5. Alla responsabilità da reato delle persone giuridiche vengono dedicate alcune riflessioni particolarmente importanti sulla natura di tale tipo di responsabilità, onde meglio definirne l’esatto rapporto con quella presupposta, ossia la responsabilità “da reato” del soggetto o dei soggetti che operano nell’ente o, meglio, “nell’interesse e a vantaggio” dell’ente. È proprio l’operare su due piani diversi delle due “forme di responsabilità” (quella dell’ente riguarda “rischi normativi, di commissione di reati, e opera per classi di ipotesi astratte”), che consente di cogliere le fondamentali differenze sul piano dell’organizzazione e dunque l’intima natura di quei “modelli di organizzazione”, che peraltro beneficiano proprio nell’ambito delle norme prevenzionali di una tipizzazione dei contenuti in ragione del centrale art. 30 del d.lgs. n. 81 del 2008. Qui appare importante evidenziare una lucida e completa riflessione sui punti di contatto e soprattutto di distinzione tra la nozione di organizzazione, e relativa “colpa” che sembra avvicinare, almeno terminologicamente, i due piani della responsabilità: le precisazioni, sostanziali prima ancora che terminologiche, appaiono fondamentali, anche a fronte di non rari fraintendimenti. Distinta quella dell’organizzatore da quella dell’organizzazione, e individuata l’essenza di questa nella “omessa neutralizzazione di rischi normativi”, ecco che appare logicamente delineato il percorso di individuazione logico-giuridico delle due (macroscopicamente diverse) forme di responsabilità, anche al fine di evitare automatismi di responsabilità e, in buona sostanza, il fallimento stesso del modello teorico delineato.

Compiti:
• 1. Le seguenti affermazioni concordano con il testo sulla responsabilità da reato delle persone giuridiche? (a) I modelli di organizzazione beneficiano di una tipizzazione dei contenuti in ragione dell'art. 30 del d.lgs. n. 81 del 2008. (b) Le due forme di responsabilità operano sullo stesso piano. (c) Le precisazioni sulla nozione di organizzazione sono soltanto terminologiche. Per ciascuna rispondi sì o no, citando alla lettera le parole del testo che decidono la risposta.
• 2. Come potrebbe proseguire il testo sulla responsabilità da reato delle persone giuridiche dopo la sua ultima frase? Scrivine il seguito.

Dati dell'esercizio:
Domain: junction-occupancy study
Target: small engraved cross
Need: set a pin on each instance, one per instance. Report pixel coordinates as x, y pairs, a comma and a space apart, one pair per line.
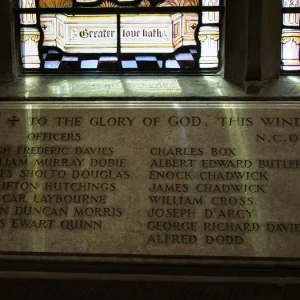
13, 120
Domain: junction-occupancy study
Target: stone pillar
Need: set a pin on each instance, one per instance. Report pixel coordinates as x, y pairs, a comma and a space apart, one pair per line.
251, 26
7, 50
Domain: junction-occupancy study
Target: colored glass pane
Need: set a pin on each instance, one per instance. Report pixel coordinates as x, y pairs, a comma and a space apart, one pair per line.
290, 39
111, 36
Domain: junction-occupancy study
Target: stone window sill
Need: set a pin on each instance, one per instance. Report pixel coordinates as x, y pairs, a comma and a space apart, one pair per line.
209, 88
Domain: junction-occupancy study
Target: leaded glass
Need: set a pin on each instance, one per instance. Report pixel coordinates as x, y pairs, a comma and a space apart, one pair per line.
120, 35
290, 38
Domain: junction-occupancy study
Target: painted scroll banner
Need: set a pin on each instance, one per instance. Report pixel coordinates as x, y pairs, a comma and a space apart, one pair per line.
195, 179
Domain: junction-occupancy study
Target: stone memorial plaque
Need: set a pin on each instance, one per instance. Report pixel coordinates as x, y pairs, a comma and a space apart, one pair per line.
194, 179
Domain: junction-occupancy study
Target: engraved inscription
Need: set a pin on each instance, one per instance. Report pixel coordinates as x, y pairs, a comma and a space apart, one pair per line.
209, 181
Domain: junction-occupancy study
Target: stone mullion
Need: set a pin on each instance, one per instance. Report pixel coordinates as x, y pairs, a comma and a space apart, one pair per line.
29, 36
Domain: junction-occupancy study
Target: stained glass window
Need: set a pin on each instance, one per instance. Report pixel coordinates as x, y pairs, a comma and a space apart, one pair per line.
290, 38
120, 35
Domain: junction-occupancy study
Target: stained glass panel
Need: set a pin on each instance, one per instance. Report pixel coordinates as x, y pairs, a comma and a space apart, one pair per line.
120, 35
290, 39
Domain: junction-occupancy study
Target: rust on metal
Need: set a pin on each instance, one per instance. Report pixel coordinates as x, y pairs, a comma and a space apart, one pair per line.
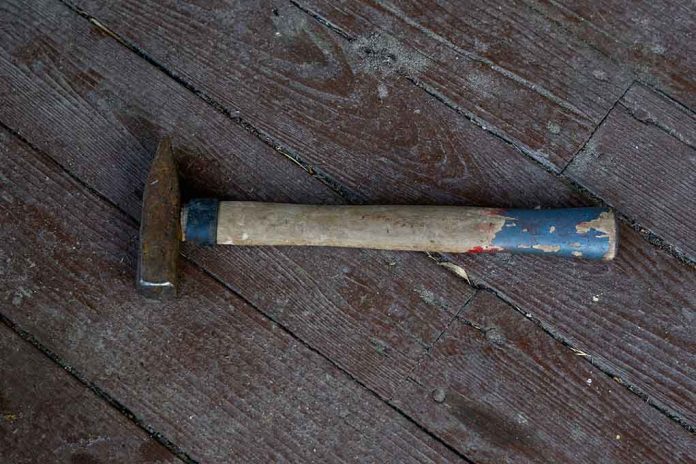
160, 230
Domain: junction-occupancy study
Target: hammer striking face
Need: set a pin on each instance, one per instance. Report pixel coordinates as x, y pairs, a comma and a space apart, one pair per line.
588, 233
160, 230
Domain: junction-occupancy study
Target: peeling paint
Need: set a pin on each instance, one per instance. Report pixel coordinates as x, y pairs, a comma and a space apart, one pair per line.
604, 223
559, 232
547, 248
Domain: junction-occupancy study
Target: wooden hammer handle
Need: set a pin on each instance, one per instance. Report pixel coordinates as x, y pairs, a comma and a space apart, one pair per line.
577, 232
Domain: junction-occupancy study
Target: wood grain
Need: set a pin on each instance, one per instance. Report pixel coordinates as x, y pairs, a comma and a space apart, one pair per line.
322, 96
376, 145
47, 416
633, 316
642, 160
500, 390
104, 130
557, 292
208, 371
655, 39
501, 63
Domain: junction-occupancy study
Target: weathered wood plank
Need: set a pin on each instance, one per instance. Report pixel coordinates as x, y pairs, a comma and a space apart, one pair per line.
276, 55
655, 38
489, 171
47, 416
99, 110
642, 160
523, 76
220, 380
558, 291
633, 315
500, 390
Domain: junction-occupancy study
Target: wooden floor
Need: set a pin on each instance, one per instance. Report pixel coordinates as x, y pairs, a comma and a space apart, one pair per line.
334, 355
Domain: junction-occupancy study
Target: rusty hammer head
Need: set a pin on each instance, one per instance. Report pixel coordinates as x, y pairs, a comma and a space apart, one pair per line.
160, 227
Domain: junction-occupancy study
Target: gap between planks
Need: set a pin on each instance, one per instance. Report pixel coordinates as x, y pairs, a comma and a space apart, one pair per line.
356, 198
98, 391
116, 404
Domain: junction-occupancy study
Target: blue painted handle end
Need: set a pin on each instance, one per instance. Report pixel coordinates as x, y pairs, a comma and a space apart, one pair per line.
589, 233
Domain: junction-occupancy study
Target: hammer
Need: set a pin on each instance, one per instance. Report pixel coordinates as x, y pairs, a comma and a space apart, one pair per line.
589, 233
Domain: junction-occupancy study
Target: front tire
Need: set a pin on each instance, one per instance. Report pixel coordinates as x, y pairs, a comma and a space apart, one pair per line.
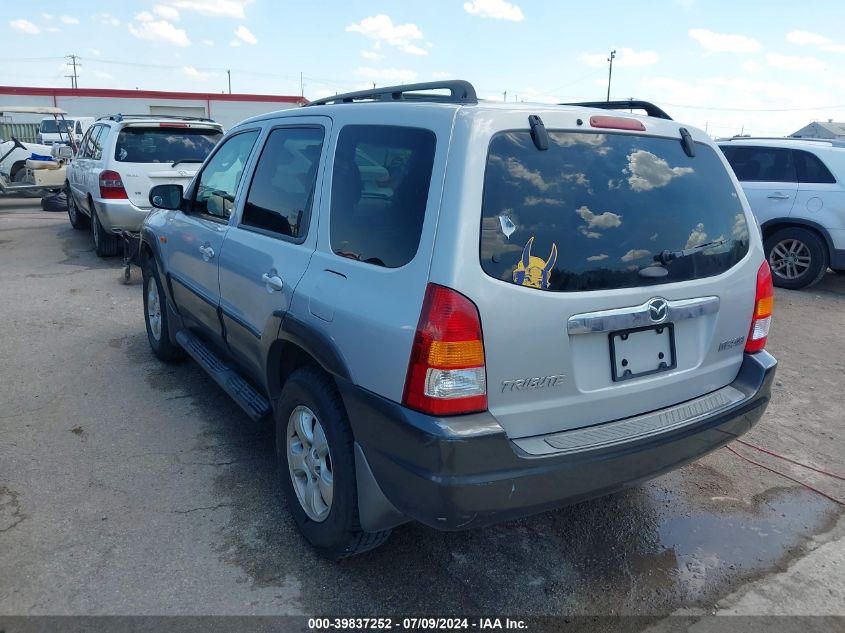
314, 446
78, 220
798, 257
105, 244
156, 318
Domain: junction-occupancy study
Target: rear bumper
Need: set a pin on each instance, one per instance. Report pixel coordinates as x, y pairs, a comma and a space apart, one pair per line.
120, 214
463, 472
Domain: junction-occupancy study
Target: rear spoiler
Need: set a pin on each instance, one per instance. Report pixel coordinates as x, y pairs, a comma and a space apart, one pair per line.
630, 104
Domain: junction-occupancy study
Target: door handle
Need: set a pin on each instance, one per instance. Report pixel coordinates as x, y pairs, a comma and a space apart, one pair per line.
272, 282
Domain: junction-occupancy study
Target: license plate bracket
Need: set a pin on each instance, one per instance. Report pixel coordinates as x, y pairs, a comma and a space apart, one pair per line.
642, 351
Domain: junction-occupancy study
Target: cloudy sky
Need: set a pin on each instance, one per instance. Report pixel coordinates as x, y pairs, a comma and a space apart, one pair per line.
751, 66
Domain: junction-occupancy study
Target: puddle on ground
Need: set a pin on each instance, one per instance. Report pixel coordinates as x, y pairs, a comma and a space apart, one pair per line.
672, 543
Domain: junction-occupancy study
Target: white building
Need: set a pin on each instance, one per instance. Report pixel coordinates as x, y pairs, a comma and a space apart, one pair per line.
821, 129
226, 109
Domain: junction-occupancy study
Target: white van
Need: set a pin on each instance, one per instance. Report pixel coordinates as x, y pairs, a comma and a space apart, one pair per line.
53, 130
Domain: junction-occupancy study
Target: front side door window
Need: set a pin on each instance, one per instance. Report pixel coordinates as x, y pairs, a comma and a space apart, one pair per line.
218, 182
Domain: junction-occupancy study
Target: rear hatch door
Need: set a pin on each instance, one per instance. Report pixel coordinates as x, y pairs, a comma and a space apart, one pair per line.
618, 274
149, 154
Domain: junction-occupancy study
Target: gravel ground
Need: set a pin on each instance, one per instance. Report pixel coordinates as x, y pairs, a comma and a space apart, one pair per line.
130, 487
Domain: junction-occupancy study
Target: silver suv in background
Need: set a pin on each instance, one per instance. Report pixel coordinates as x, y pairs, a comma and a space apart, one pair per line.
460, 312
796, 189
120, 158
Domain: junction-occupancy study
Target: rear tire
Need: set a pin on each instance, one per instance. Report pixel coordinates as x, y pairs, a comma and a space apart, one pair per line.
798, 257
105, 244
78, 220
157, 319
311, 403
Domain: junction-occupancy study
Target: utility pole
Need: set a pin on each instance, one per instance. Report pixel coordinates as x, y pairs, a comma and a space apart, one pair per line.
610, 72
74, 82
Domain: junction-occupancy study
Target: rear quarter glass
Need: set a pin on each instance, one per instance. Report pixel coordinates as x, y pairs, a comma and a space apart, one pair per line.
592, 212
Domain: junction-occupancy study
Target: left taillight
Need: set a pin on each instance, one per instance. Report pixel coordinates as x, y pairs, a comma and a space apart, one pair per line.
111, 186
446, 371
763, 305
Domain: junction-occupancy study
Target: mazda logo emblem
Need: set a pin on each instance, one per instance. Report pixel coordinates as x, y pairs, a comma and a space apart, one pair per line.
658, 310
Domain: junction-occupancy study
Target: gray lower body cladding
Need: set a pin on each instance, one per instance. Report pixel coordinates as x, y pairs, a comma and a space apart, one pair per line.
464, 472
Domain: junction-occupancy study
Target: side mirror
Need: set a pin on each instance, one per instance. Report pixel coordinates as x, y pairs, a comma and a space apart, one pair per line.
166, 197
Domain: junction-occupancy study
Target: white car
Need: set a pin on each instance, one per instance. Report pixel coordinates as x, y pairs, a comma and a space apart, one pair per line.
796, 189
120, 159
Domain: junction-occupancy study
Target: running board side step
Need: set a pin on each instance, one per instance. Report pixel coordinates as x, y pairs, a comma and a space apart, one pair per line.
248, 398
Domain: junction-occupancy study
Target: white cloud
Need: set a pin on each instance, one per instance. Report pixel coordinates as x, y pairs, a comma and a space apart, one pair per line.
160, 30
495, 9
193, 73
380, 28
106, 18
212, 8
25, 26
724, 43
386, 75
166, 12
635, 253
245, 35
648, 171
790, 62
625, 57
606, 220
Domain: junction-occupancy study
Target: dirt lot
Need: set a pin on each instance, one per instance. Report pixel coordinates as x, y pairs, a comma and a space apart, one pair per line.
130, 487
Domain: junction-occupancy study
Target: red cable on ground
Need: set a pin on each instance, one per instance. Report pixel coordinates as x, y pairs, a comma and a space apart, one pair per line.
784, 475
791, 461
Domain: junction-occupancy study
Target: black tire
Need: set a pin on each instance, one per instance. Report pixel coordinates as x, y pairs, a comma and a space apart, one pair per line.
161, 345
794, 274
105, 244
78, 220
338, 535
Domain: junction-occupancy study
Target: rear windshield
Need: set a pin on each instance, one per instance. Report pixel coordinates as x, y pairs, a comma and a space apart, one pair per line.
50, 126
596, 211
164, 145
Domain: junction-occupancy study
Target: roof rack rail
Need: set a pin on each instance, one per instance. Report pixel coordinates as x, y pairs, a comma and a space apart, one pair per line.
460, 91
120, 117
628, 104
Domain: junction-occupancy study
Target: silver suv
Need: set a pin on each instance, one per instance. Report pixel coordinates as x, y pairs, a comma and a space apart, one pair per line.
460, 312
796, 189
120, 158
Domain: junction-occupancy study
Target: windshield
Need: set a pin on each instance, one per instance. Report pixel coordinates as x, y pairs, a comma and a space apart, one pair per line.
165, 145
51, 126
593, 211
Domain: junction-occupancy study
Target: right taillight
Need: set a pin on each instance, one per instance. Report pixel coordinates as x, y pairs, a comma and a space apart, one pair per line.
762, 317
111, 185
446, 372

Risposte per compito:
• 1.
(a) Sì: "beneficiano proprio nell’ambito delle norme prevenzionali di una tipizzazione dei contenuti in ragione del centrale art. 30 del d.lgs. n. 81 del 2008".
(b) No: "È proprio l’operare su due piani diversi delle due “forme di responsabilità”".
(c) No: "le precisazioni, sostanziali prima ancora che terminologiche, appaiono fondamentali".

• 2.
 

6. Questo volume ha il grande pregio di guidare il lettore attraverso la complessità di un sistema, che ricostruisce con completezza, rigore e puntualità, coniugando i profili più impegnativi della riflessione teorica con quelli più pragmatici, ma non per questo più agevoli, delle ricadute di tale riflessione. E dunque possiede una qualità importante e rara: muove dai principi e sui principi si interroga, ma senza astrazioni e senza dogmatismi barocchi, fornendo all’interprete possibili soluzioni ai molteplici problemi che il sistema pone. E i problemi investono, e condizionano – come è noto – anche fasi cruciali del processo penale, ad iniziare dalle indagini, dove i Magistrati del Pubblico Ministero affrontano – non di rado con l’indifferibile urgenza del compimento di atti irripetibili, con le correlate garanzie per coloro nei cui confronti gli esiti saranno opponibili – la complessità della valutazione delle (potenziali) responsabilità in una fase “primitiva” del procedimento. In questi momenti l’acquisizione di tutti gli elementi di fatto che consentono di ricostruire la relazione tra soggetti, ruoli, obblighi e dunque potenziali responsabilità per il fatto è, per definizione, sommaria. Un’indagine nell’indagine, verrebbe da dire, che i profili sostanziali – se rettamente intesi – dovrebbero guidare in modo rigorosamente selettivo, onde rifuggire da ipertrofiche costruzioni quando non da oggettivizzazioni di responsabilità. Così, invece, spesso non è.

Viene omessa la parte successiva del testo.